> _Exercise_:
Return the lines below as a JSON array of strings, one string per line, with blank lines omitted.
──────────────────────────────
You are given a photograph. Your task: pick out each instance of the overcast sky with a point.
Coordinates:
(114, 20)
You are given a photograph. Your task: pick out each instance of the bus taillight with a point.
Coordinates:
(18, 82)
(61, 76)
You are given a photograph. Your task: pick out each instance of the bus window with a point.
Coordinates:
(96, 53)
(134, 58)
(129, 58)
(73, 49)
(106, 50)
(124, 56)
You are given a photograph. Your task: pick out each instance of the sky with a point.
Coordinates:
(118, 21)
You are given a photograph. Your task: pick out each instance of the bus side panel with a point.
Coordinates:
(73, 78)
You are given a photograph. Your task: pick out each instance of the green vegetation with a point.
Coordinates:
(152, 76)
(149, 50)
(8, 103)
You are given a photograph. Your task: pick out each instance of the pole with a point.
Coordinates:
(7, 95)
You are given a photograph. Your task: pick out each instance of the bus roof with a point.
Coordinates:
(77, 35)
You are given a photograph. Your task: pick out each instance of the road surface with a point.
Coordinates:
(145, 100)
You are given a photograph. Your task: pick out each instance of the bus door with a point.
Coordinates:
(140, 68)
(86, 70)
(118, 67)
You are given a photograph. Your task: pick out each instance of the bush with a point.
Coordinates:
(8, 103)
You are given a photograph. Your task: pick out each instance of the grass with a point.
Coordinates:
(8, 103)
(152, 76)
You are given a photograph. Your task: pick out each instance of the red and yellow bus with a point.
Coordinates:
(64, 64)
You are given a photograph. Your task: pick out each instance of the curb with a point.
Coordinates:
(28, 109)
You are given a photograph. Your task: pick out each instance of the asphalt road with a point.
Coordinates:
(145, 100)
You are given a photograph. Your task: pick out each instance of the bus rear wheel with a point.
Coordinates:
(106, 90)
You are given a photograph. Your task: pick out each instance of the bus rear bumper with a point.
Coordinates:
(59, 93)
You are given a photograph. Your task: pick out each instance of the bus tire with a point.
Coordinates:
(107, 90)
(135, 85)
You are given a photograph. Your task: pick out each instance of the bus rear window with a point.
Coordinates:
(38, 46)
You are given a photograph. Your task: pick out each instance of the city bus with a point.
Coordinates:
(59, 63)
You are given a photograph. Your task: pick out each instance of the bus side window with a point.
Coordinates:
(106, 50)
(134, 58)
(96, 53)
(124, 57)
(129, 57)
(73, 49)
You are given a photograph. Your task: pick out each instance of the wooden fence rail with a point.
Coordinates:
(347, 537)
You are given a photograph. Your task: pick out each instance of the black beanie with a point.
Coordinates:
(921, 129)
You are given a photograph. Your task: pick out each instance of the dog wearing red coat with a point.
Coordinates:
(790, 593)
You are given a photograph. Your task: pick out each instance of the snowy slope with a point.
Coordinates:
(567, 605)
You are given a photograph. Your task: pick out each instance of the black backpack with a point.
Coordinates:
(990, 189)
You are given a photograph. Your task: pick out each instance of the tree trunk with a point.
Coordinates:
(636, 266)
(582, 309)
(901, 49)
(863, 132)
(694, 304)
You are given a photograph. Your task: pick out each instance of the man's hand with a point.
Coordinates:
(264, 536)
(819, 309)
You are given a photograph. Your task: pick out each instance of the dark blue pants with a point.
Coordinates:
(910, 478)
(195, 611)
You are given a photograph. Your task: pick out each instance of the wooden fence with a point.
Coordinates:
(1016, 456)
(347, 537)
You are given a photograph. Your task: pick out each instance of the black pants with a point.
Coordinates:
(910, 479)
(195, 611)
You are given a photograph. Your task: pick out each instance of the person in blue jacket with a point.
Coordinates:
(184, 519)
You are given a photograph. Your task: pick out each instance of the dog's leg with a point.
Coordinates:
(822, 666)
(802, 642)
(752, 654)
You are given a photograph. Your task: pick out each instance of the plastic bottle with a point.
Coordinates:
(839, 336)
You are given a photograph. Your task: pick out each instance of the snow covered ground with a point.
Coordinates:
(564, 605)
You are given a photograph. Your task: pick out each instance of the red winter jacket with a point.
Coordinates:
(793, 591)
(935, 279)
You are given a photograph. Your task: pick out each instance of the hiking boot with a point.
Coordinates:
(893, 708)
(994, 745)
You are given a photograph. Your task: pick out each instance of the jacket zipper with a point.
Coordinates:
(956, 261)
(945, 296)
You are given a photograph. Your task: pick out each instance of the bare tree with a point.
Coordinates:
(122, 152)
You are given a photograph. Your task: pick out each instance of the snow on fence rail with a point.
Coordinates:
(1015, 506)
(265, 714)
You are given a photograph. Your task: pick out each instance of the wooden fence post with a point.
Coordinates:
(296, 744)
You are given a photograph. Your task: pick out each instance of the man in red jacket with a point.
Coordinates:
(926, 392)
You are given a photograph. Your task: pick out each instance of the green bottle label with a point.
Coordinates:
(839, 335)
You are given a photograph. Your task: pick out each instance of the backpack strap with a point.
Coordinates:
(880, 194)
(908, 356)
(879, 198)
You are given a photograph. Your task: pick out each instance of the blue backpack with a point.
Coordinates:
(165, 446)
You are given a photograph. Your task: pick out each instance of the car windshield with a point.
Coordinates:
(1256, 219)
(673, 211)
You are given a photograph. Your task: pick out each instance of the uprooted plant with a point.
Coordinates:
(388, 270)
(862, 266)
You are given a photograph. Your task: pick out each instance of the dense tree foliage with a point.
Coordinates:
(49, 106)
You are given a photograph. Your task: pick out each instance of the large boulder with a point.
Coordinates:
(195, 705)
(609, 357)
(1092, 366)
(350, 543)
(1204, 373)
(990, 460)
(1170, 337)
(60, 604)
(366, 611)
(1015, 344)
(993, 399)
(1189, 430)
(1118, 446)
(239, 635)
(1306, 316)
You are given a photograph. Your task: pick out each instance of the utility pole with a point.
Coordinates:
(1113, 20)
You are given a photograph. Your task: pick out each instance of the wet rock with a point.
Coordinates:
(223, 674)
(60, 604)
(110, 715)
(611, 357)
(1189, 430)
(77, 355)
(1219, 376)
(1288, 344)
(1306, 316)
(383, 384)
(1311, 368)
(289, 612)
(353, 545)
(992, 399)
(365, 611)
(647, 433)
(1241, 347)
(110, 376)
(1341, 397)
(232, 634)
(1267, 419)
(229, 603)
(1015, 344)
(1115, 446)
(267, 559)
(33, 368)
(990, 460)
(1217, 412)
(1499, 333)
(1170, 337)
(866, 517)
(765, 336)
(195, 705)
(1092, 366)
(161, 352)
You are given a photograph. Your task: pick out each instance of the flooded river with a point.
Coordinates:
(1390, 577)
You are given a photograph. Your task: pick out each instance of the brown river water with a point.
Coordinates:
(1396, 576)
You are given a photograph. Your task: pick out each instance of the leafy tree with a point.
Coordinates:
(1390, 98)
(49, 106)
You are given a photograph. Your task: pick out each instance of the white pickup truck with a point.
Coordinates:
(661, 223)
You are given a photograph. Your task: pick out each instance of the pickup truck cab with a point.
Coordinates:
──────────────────────────────
> _Response_:
[
  "You are given a photograph. Your task: pick out each instance of the overcast sky with a point.",
  "Coordinates:",
  "(114, 20)",
  "You are given a photograph. Your task: pick out each instance of the bus taillight with a point.",
  "Coordinates:",
  "(18, 82)",
  "(61, 76)",
  "You are given a photograph. Your task: pick out each instance of the bus window with a point.",
  "Coordinates:",
  "(96, 53)",
  "(134, 58)",
  "(129, 58)",
  "(73, 49)",
  "(106, 50)",
  "(124, 56)",
  "You are given a photograph. Your task: pick out each instance of the sky with a point.",
  "Coordinates:",
  "(118, 21)",
  "You are given a photograph. Your task: pick out each instance of the bus side panel with a point.",
  "Coordinates:",
  "(73, 78)",
  "You are given a photograph. Your task: pick out each instance of the green vegetation with a point.",
  "Coordinates:",
  "(152, 76)",
  "(149, 50)",
  "(8, 103)",
  "You are given a photograph. Your task: pick out each instance of the pole with a point.",
  "Coordinates:",
  "(7, 95)",
  "You are given a photograph. Your task: pick out each instance of the bus roof with a point.",
  "Coordinates:",
  "(77, 35)",
  "You are given a photograph. Your task: pick out each instance of the road surface with a point.",
  "Coordinates:",
  "(145, 100)",
  "You are given a photograph. Your task: pick out each instance of the bus door with a point.",
  "Coordinates:",
  "(140, 68)",
  "(86, 70)",
  "(118, 67)",
  "You are given a photograph. Your task: pick out each instance of the bush with a point.",
  "Coordinates:",
  "(8, 103)",
  "You are given a photograph. Your task: pick out each instance of the grass with a point.",
  "Coordinates:",
  "(8, 103)",
  "(152, 76)",
  "You are given a photograph. Your task: pick out each instance of the red and yellow bus with a point.",
  "Coordinates:",
  "(64, 64)",
  "You are given a photograph. Your task: pick out each instance of the curb with a point.",
  "Coordinates:",
  "(28, 109)",
  "You are given a photograph. Your task: pick out each instance of the asphalt road with a point.",
  "Coordinates:",
  "(145, 100)",
  "You are given a photograph. Your task: pick out each instance of the bus rear wheel with a point.",
  "Coordinates:",
  "(106, 90)",
  "You are given a photograph. Your task: pick out each instance of the bus rear bumper with a point.",
  "Coordinates:",
  "(59, 93)",
  "You are given a photograph. Your task: pick out each instance of the bus tire with a point.",
  "Coordinates:",
  "(107, 90)",
  "(135, 85)",
  "You are given a photograph. Your task: pick out each instance of the bus rear window with a point.",
  "Coordinates:",
  "(38, 46)",
  "You are given a photograph. Your task: pick out each instance of the city bus with a point.",
  "Coordinates:",
  "(59, 63)",
  "You are given a photograph. Your task: pick out each instance of the bus side window with a point.",
  "Coordinates:",
  "(106, 50)",
  "(134, 58)",
  "(96, 53)",
  "(124, 57)",
  "(129, 57)",
  "(73, 49)",
  "You are given a photograph. Your task: pick out each instance of the wooden fence rail with a point.",
  "Coordinates:",
  "(347, 537)",
  "You are given a photograph. Your task: pick out each instance of the black beanie with a point.",
  "Coordinates:",
  "(921, 129)",
  "You are given a photograph. Your task: pick out each instance of the dog wearing red coat with a point.",
  "Coordinates:",
  "(790, 593)",
  "You are given a photograph. Your task: pick out each instance of the snowy slope with a point.",
  "Coordinates:",
  "(567, 605)",
  "You are given a photograph. Your task: pick out each instance of the black backpack with a point.",
  "Coordinates:",
  "(990, 189)",
  "You are given a photograph. Your task: pick out each instance of the tree trunk with a point.",
  "Coordinates:",
  "(636, 266)",
  "(582, 309)",
  "(901, 49)",
  "(863, 132)",
  "(694, 304)",
  "You are given a photograph. Your task: pick out each instance of the man's hand with a point.",
  "Coordinates:",
  "(264, 536)",
  "(819, 309)",
  "You are given a photograph. Your task: pick out each instance of the dark blue pants with a point.",
  "Coordinates:",
  "(910, 478)",
  "(195, 611)",
  "You are given a photograph. Your task: pick out each instance of the wooden fence with a point.",
  "Coordinates:",
  "(1016, 456)",
  "(347, 537)",
  "You are given a photograph. Your task: pick out each instance of the black pants with a point.",
  "Coordinates:",
  "(910, 479)",
  "(195, 611)",
  "You are given a photograph. Your task: pick out each instance of the person in blue jacket with a point.",
  "Coordinates:",
  "(184, 519)",
  "You are given a photograph. Your task: pick out each instance of the dog's leg with a point.",
  "Coordinates:",
  "(822, 666)",
  "(802, 642)",
  "(752, 654)",
  "You are given a photograph. Your task: pick out each instance of the plastic bottle with a point.",
  "Coordinates:",
  "(839, 336)",
  "You are given a photograph. Your task: pick out each instance of the snow covered ground with a point.",
  "Coordinates:",
  "(564, 605)",
  "You are given a photograph. Your task: pick out each instance of the red winter jacket with a point.",
  "Coordinates:",
  "(793, 591)",
  "(935, 279)",
  "You are given a photograph. Your task: pick out each instance of the hiking boot with a point.",
  "Coordinates:",
  "(893, 708)",
  "(994, 745)",
  "You are given a photograph. Your task: pick out each instance of the jacket zipper with a point.",
  "Coordinates:",
  "(956, 261)",
  "(945, 296)",
  "You are given a photograph. Your task: pick out each instance of the bare tree with a point.",
  "Coordinates:",
  "(122, 152)",
  "You are given a photograph. Your task: pick out each instance of the snow on fence rail with a point.",
  "Coordinates:",
  "(1015, 506)",
  "(265, 714)",
  "You are given a photograph. Your task: pick out each instance of the wooden fence post with a point.",
  "Coordinates:",
  "(296, 744)",
  "You are given a photograph. Your task: pick out each instance of the man in red jacket with a point.",
  "Coordinates:",
  "(926, 392)",
  "You are given a photograph. Your task: pick out each instance of the green bottle label with a point.",
  "Coordinates:",
  "(839, 335)",
  "You are given a photograph. Your task: pick out each instance of the backpack strap with a point.",
  "Coordinates:",
  "(880, 194)",
  "(908, 356)",
  "(879, 198)",
  "You are given a photograph. Your task: pick out each instance of the blue backpack with a point.",
  "Coordinates:",
  "(165, 446)",
  "You are given a photograph. Your task: pick out each instance of the car windshield with a point.",
  "Coordinates:",
  "(1256, 219)",
  "(673, 211)",
  "You are given a photograph. Your task: pick out each instance of the uprooted plant with a point.",
  "Coordinates:",
  "(388, 270)",
  "(862, 266)",
  "You are given a photograph. Your task: pick out each instance of the dense tree foliage with a point.",
  "Coordinates:",
  "(49, 106)",
  "You are given a photograph. Your task: pick out each instance of the large boulder with a point.",
  "Coordinates:",
  "(195, 705)",
  "(609, 357)",
  "(1092, 366)",
  "(350, 543)",
  "(1204, 373)",
  "(990, 460)",
  "(1170, 337)",
  "(60, 604)",
  "(366, 611)",
  "(1015, 344)",
  "(993, 399)",
  "(1189, 430)",
  "(1118, 446)",
  "(239, 635)",
  "(1306, 316)",
  "You are given a photograph. Your task: pick out each instance of the utility pole with a point.",
  "Coordinates:",
  "(1113, 20)",
  "You are given a photograph. Your task: pick out each instance of the wet rock with a point.",
  "Coordinates:",
  "(223, 674)",
  "(60, 604)",
  "(110, 715)",
  "(611, 357)",
  "(1189, 430)",
  "(77, 355)",
  "(1219, 376)",
  "(1288, 344)",
  "(1306, 316)",
  "(383, 384)",
  "(1311, 368)",
  "(289, 612)",
  "(353, 545)",
  "(992, 399)",
  "(365, 611)",
  "(647, 433)",
  "(1241, 347)",
  "(110, 376)",
  "(1341, 397)",
  "(232, 634)",
  "(1267, 419)",
  "(229, 603)",
  "(1015, 344)",
  "(1115, 446)",
  "(267, 559)",
  "(33, 368)",
  "(990, 460)",
  "(1217, 412)",
  "(1499, 333)",
  "(1170, 337)",
  "(866, 517)",
  "(765, 336)",
  "(195, 705)",
  "(1092, 366)",
  "(161, 352)",
  "You are given a photograph. Your task: pick out each instance of the flooded river with a point.",
  "Coordinates:",
  "(1390, 577)",
  "You are given a photograph. Your task: pick out each instance of the brown river water with a point.",
  "Coordinates:",
  "(1396, 576)",
  "You are given a photograph. Your task: pick out each instance of the leafy tree with a point.",
  "Coordinates:",
  "(1390, 98)",
  "(49, 106)",
  "You are given a photograph. Your task: pick out each instance of the white pickup truck with a point.",
  "Coordinates:",
  "(661, 223)",
  "You are given a photograph. Your task: pick out each instance of the pickup truck cab with a point.",
  "Coordinates:"
]